**Задание a:**
Выпишите из списка все строки, где встречается слово «headband».
══ Фрагмент текста ══
А тем временем и ностальгические, и обличительные тексты о детстве имеют давнюю литературную традицию. Как пишет Марина Балина, в определенные периоды может накладываться табу на изображение прошлого «в розовых тонах»: первая параллель, которая напрашивается, – это литературная ситуация конца 1920-х годов, когда в детской литературе окончательно утверждается канон письма о дореволюционном детстве «в черных красках» – как об опыте насилия и скорби, а советское детство изображается как «новый рай» (подробнее см.: Балина 2012). В 1920-е годы передовики детской литературы избывали коллективную «травму» крепостного права и Первой русской революции, а сейчас эту стадию проходит советское детство, подаваемое как детство репрессий и депортаций.
Можно приписать М. Сеславинскому и О. Исаевой историчеcкую амнезию, редукцию памяти или лакировку действительности, но вполне советские повседневные практики – поездка в пионерский лагерь или поход с классом по местам боевой славы – действительно сопротивляются тому, чтобы рассматривать их как коллективный травматичный опыт советских людей[38]. В любом случае здесь мы имеем дело с ситуацией, когда авторы сами отбирают в советском прошлом материал для изображения, а жанр и авторские преференции задают аксиологические границы его интерпретации: от ностальгии до омерзения. Подчеркну, основным предметом мемуарной и исторической прозы является советское детство – в том или ином ключе, но повествование посвящено ему.
═══
**Задание b:**
Ответьте на вопросы по фрагменту текста о литературе о детстве.
(i) На чьё мнение ссылается автор, говоря о табу на изображение прошлого «в розовых тонах»?
(ii) Каким изображается советское детство в детской литературе конца 1920-х годов?
(iii) Какие советские повседневные практики приведены как сопротивляющиеся восприятию в качестве коллективного травматичного опыта?
══ Приведённый список ══
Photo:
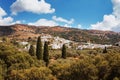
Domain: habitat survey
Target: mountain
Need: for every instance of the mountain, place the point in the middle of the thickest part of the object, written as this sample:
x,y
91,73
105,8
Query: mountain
x,y
23,32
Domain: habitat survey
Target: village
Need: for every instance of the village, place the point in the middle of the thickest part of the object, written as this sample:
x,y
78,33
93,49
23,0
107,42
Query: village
x,y
57,43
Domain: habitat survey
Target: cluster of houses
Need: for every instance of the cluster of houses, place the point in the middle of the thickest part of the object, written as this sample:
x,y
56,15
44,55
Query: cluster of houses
x,y
57,43
92,46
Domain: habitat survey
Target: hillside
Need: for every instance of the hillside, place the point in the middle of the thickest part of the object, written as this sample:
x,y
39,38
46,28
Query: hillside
x,y
20,31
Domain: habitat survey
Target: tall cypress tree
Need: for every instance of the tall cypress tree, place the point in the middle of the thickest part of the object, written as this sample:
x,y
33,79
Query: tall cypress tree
x,y
105,50
64,51
46,53
39,53
31,50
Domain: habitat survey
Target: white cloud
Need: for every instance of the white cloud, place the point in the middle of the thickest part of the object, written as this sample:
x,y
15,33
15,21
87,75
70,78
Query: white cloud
x,y
60,19
44,22
6,21
79,26
67,25
112,21
34,6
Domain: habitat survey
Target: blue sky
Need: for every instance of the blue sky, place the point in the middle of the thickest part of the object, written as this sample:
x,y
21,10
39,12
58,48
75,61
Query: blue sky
x,y
84,14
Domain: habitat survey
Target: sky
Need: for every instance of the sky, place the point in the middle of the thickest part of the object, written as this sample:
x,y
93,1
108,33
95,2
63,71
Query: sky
x,y
82,14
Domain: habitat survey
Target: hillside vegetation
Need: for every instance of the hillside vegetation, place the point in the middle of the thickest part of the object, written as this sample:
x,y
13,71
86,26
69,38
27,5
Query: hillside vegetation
x,y
16,64
20,31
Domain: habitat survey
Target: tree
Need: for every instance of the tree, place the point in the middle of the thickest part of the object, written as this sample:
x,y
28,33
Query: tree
x,y
31,50
39,53
64,51
46,53
105,50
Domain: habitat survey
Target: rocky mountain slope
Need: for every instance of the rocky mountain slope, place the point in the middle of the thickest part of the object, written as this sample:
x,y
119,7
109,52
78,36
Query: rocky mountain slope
x,y
20,31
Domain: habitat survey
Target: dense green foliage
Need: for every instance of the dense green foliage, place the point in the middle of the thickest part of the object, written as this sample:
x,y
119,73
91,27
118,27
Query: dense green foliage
x,y
39,52
16,64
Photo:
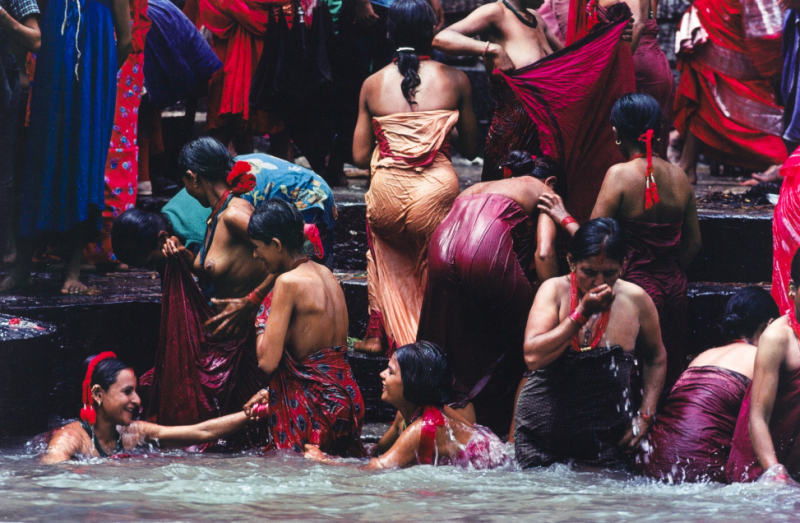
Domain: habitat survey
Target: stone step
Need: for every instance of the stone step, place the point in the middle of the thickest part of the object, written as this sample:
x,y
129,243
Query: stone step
x,y
737,244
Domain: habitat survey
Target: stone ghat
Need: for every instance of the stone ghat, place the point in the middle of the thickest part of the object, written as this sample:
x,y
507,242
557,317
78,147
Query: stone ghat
x,y
125,317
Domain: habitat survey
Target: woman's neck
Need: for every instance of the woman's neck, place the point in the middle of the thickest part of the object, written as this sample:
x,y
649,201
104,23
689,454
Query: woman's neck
x,y
105,431
215,193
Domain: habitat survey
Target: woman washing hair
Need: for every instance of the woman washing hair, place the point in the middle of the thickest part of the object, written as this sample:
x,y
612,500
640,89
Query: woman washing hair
x,y
426,432
410,108
655,206
106,427
691,439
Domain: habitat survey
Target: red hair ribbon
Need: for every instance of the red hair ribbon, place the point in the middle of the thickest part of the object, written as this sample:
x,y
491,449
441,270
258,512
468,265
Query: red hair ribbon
x,y
87,412
241,179
651,189
312,234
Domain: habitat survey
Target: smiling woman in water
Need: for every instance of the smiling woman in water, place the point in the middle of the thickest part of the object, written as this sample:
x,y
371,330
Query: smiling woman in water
x,y
106,428
417,382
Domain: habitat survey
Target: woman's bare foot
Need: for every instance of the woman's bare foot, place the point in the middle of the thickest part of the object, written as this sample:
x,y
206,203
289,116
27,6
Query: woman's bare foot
x,y
369,346
770,175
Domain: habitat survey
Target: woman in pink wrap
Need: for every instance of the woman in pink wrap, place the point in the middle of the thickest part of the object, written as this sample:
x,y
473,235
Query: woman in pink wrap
x,y
409,108
691,439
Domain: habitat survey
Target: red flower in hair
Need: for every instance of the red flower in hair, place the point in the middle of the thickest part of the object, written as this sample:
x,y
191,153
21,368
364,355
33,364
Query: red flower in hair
x,y
241,179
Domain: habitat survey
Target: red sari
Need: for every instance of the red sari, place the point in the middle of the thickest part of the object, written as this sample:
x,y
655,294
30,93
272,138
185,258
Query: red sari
x,y
725,95
786,231
569,96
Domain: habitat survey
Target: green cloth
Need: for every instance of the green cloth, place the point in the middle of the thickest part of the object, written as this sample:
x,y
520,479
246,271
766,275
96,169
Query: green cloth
x,y
188,220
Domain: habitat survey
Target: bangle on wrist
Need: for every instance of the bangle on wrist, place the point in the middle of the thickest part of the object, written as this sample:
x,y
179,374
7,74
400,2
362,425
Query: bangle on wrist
x,y
566,221
578,317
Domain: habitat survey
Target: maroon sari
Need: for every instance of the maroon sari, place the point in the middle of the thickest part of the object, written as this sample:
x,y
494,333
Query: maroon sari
x,y
477,300
196,378
784,426
691,439
653,250
569,96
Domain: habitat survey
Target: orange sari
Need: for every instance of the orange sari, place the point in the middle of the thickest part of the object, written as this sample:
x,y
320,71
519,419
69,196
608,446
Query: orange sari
x,y
413,185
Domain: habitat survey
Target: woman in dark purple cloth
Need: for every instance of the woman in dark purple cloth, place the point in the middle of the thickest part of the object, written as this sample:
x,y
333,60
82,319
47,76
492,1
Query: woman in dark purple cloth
x,y
655,205
691,439
483,263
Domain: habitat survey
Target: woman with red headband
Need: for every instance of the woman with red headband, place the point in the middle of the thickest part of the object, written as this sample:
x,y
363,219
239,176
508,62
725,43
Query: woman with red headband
x,y
106,427
655,206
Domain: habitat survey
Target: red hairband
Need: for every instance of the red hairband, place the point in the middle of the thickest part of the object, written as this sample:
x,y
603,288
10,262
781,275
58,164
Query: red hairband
x,y
87,412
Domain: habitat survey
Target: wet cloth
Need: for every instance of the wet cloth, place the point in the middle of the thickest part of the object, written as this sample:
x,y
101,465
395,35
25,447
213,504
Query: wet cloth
x,y
412,188
477,299
188,219
177,59
653,251
653,74
72,114
122,163
725,96
316,401
569,95
511,130
786,231
691,439
784,426
577,408
196,378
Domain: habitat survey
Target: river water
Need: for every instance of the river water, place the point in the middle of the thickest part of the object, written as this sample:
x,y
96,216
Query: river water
x,y
177,486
═══
**Полный ответ a:**
Target: woman with red headband
Need: for every instance of the woman with red headband, place the point in the middle of the thickest part of the object, written as this sample:
Query: woman with red headband

**Полный ответ b:**
(i) Автор ссылается на Марину Балину.
(ii) Советское детство изображается как «новый рай».
(iii) Приведены поездка в пионерский лагерь и поход с классом по местам боевой славы.